» Problem details:
Rewrite the rows from the start of the records up to and including the line with "[[172, 207, 570, 263], [0, 188, 182, 270]]", replacing "metal railing" with "iron fence" and leaving everything else unchanged.

» Raw data:
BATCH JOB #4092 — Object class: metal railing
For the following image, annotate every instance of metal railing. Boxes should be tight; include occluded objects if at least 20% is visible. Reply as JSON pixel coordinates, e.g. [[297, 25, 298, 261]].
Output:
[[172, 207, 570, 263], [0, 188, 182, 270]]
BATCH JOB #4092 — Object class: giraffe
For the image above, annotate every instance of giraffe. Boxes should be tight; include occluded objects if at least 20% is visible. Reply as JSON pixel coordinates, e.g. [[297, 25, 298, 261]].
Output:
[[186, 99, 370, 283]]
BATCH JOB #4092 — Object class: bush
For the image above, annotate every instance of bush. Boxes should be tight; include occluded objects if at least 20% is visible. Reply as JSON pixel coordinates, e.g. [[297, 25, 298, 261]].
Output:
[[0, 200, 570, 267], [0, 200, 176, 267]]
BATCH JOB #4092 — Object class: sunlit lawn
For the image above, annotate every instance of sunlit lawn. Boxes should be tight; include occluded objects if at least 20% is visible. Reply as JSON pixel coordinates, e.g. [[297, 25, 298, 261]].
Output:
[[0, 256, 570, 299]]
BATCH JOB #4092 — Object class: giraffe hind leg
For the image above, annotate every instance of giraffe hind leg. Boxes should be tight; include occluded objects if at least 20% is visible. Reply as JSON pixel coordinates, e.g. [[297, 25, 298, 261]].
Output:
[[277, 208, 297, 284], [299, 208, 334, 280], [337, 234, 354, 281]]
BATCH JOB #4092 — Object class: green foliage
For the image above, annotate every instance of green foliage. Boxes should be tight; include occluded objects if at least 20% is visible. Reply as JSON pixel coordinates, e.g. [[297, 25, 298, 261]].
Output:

» Response for this exercise:
BATCH JOB #4092 — Object class: iron fence
For the following image, annotate every instance of iron fence. Boxes should be tight; include occluded objects if at least 20% is visible. Reply as JSON pixel coordinates, e.g. [[297, 25, 298, 261]].
Output:
[[172, 207, 570, 263], [0, 188, 182, 270]]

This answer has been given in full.